[Dataset items]
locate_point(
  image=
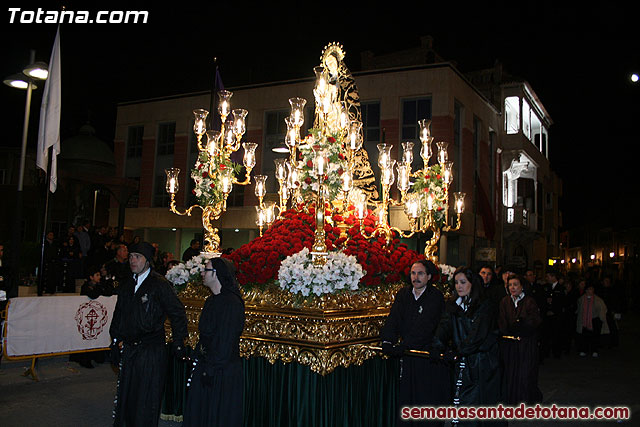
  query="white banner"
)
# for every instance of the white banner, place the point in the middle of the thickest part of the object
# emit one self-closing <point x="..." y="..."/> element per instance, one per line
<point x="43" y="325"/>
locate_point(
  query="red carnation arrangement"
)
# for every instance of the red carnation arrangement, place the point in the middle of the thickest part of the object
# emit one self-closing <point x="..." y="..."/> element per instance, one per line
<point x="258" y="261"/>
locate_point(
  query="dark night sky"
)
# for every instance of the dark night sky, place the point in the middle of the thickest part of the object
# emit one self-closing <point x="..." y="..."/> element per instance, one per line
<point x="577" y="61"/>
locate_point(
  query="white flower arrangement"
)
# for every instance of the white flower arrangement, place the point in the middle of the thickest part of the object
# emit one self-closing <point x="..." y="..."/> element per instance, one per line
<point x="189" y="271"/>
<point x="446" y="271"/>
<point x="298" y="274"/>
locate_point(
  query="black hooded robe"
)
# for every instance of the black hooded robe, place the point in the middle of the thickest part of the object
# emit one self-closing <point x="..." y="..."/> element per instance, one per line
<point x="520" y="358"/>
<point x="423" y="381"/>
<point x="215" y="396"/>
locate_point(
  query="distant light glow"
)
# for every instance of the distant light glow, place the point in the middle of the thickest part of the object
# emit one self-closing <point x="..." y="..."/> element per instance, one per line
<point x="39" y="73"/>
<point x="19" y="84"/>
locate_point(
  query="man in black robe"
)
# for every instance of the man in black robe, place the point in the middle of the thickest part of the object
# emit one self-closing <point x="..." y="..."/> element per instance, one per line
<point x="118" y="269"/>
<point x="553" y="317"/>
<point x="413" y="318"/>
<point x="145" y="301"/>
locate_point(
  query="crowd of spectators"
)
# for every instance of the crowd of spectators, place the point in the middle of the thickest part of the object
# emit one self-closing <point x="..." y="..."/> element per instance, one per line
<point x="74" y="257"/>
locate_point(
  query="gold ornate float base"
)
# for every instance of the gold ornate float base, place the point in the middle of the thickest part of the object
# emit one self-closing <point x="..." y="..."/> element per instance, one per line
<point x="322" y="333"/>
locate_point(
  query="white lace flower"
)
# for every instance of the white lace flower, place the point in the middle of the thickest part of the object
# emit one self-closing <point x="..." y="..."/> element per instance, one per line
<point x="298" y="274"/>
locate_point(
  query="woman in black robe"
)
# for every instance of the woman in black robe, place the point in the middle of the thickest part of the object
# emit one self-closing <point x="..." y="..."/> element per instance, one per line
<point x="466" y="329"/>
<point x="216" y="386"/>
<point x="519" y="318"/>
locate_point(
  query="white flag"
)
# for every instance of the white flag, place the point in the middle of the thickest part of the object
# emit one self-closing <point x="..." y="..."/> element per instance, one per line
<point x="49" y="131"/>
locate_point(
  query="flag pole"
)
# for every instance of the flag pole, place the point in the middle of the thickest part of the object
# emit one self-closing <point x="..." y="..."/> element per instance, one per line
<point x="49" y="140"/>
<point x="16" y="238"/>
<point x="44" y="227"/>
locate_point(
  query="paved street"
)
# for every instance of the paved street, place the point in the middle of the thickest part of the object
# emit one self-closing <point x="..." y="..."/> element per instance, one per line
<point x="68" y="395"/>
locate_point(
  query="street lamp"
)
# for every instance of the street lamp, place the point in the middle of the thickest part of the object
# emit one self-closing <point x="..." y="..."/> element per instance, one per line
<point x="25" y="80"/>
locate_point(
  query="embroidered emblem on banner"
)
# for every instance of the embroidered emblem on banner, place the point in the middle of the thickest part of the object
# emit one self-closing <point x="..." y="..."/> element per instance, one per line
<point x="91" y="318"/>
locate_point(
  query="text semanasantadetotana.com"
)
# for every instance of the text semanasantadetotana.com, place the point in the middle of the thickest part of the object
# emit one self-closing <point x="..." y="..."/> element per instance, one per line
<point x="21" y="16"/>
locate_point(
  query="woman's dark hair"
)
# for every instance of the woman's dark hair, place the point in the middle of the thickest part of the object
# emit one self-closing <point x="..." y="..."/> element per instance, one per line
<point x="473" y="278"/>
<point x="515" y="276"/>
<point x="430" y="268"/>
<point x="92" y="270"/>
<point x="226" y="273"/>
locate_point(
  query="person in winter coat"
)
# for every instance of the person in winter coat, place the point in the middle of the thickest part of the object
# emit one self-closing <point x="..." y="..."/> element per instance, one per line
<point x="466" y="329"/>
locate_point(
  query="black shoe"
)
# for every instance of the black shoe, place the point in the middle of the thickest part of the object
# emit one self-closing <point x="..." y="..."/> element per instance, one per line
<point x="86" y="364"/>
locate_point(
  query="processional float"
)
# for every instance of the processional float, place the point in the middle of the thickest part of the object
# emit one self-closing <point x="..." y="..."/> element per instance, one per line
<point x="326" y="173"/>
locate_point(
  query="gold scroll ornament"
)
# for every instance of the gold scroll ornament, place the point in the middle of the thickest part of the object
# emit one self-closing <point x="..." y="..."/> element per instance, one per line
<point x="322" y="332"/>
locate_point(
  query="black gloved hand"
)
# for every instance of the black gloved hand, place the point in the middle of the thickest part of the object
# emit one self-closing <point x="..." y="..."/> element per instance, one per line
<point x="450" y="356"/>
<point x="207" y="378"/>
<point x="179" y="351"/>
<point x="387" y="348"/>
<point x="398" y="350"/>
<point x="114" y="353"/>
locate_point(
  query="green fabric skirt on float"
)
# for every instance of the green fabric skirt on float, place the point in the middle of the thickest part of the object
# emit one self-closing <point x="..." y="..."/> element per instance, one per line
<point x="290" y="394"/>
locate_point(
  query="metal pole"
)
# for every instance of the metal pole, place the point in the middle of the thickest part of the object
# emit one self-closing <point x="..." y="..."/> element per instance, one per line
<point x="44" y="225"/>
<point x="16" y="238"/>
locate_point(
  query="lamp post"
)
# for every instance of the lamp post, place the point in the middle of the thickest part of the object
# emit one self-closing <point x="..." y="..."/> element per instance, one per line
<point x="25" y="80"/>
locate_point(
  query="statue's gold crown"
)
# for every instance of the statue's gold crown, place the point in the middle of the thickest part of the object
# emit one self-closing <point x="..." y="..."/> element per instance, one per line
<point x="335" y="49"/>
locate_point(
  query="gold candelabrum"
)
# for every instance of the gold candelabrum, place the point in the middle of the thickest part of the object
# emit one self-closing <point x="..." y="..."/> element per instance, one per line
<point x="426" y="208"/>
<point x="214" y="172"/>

**Exercise directions:**
Every line of the data above is to be repeated exactly; the images are to be left out.

**Answer box:**
locate_point(
  image=
  query="white banner"
)
# for every instance of the white banner, place the point in the middle of the thickest part of the object
# emit one self-closing <point x="..." y="..."/> element per instance, one per line
<point x="43" y="325"/>
locate_point(
  query="red carnation arrangement"
)
# for every instance of the red carnation arrangement, place the point in the middle of the thickest part of the object
# emit one self-closing <point x="..." y="..."/> element per instance, one per line
<point x="258" y="261"/>
locate_point(
  query="dark night sky"
)
# for every instance of the dark night sky, place the point in the middle of the thickest part of the object
# emit one self-closing <point x="..." y="..."/> element per instance, one per line
<point x="577" y="61"/>
locate_point(
  query="white flower arrangement"
)
# for every instance of the white flower arrangement, place the point in the middle of the thickest part of the object
# emit one self-closing <point x="..." y="..."/> element per instance, one per line
<point x="189" y="271"/>
<point x="446" y="271"/>
<point x="298" y="274"/>
locate_point(
  query="black hooded robe"
)
# for every instance of the black hooded robe, place the point in the middle of the thickest part of the object
# emit one self-closing <point x="..." y="..."/> element per instance, one per line
<point x="520" y="358"/>
<point x="423" y="381"/>
<point x="215" y="396"/>
locate_point(
  query="distant light glow"
)
# for every instance of the distant light glow, place the point in the middle of the thickest part of the object
# emit one self-closing <point x="..." y="..."/> element per instance, one per line
<point x="39" y="73"/>
<point x="19" y="84"/>
locate_point(
  query="man in black robe"
)
# for every instance of the man in black robe, place the point in the middle of the thickest part of the object
# emit one self-closing <point x="..." y="..."/> element per instance, one per line
<point x="118" y="269"/>
<point x="553" y="317"/>
<point x="413" y="318"/>
<point x="145" y="301"/>
locate_point(
  query="crowd of spectators"
)
# for every instance of the crowd of spectators, place the point in the middle of the thickest part of the object
# emit one self-closing <point x="..." y="..."/> element per instance, one per line
<point x="74" y="257"/>
locate_point(
  query="gold ornate float base"
)
# for every instance of the gold ornate float base, place the point in the middle of the thickest part of the object
# emit one self-closing <point x="..." y="..."/> element per instance, one per line
<point x="322" y="333"/>
locate_point(
  query="white lace flower"
)
# for every instance of the white lace flower, place the point in the middle of the thickest part of the object
# emit one self-closing <point x="..." y="..."/> element per instance, one per line
<point x="298" y="274"/>
locate_point(
  query="woman in black robe"
)
# for every instance of the woman in black robe, place the point in the middle of the thickest part of the object
# emit one self-closing <point x="..." y="..."/> element per instance, one per line
<point x="466" y="329"/>
<point x="216" y="386"/>
<point x="519" y="318"/>
locate_point(
  query="white flag"
)
# for every instance of the white flag, place the point in the middle of the thickest part of the object
# emit one self-closing <point x="..." y="..."/> element per instance, one per line
<point x="49" y="131"/>
locate_point(
  query="flag pole"
)
# for every instance of the flag pole, place the point in the middle of the thickest part of the object
# emit one self-closing <point x="..." y="..."/> element per instance, one per line
<point x="49" y="140"/>
<point x="16" y="238"/>
<point x="44" y="227"/>
locate_point(
  query="paved street"
)
# for every instance of the paved street, place the point in the middle of the thickest part of the object
# emit one self-closing <point x="..." y="..."/> element per instance, one per line
<point x="68" y="395"/>
locate_point(
  query="street lamp"
)
# for every instance of the street lamp, place the point in the middle of the thickest part of the object
# emit one self-closing <point x="..." y="..."/> element per instance, one per line
<point x="25" y="80"/>
locate_point(
  query="embroidered emblem on banner"
)
# for every instance of the embroidered emblem on banner, place the point in the middle of the thickest part of the object
# emit one self-closing <point x="..." y="..."/> element per instance, one per line
<point x="91" y="318"/>
locate_point(
  query="text semanasantadetotana.com"
)
# for every instance of the text semanasantadetotana.com, place the point in the middle of the thickest part of the object
# emit one self-closing <point x="..." y="..."/> element per instance, one per line
<point x="21" y="16"/>
locate_point(
  query="woman's dark hair"
)
# for every instance of the woman's dark hair, place the point in the middle of the thickest part of the object
# emit one self-closing <point x="..." y="..."/> element per instance, one per line
<point x="473" y="278"/>
<point x="515" y="276"/>
<point x="430" y="268"/>
<point x="92" y="270"/>
<point x="226" y="273"/>
locate_point(
  query="person in winter coat"
)
# for every instance of the person in winter coat, place the point in the middle of the thickest part of the object
# emit one self-closing <point x="..." y="..."/> element per instance, one per line
<point x="466" y="329"/>
locate_point(
  query="black shoe"
)
# for every instance of the black shoe, place the point in the middle of the thickest part of the object
# emit one self-closing <point x="..." y="..."/> element per instance, one per line
<point x="86" y="364"/>
locate_point(
  query="processional float"
)
# for every instance of the processional float, place the point in the middle of the thickest part of the object
# emit one self-closing <point x="..." y="..."/> element per instance, one per line
<point x="326" y="173"/>
locate_point(
  query="gold scroll ornament"
)
# for every instance of the gold scroll ornament, place the point in the middle of the thickest part of the object
# emit one self-closing <point x="..." y="..."/> element per instance, one per line
<point x="322" y="332"/>
locate_point(
  query="black gloved hand"
)
# for every instance of the black gloved hand, place the point in the middle of the thickest part of the object
# emit one self-closing <point x="..." y="..."/> element per instance, one per line
<point x="450" y="356"/>
<point x="207" y="378"/>
<point x="179" y="351"/>
<point x="387" y="348"/>
<point x="398" y="350"/>
<point x="114" y="353"/>
locate_point(
  query="green fabric skirt on float"
)
# for every instance of the green fabric skirt on float, place the point in the middle of the thickest part of the object
# emit one self-closing <point x="..." y="..."/> element per instance, one per line
<point x="290" y="394"/>
locate_point(
  query="metal pole"
)
# for every instance of the metal pole, place the point in the middle of the thickest part of the object
# emit one self-closing <point x="..." y="..."/> element per instance, one per line
<point x="44" y="225"/>
<point x="16" y="238"/>
locate_point(
  query="lamp post"
)
# for every instance of the lamp post, place the point in the middle of the thickest part of the object
# emit one self-closing <point x="..." y="..."/> element per instance, one per line
<point x="25" y="80"/>
locate_point(
  query="statue's gold crown"
)
# for every instance of the statue's gold crown, place the point in the middle of the thickest part of the object
# emit one self-closing <point x="..." y="..."/> element per instance, one per line
<point x="335" y="49"/>
locate_point(
  query="gold candelabrum"
)
# for every instance of the gold candelabrum, place the point in the middle of the thickest part of the object
# emit one self-closing <point x="..." y="..."/> element per instance, one per line
<point x="426" y="208"/>
<point x="214" y="172"/>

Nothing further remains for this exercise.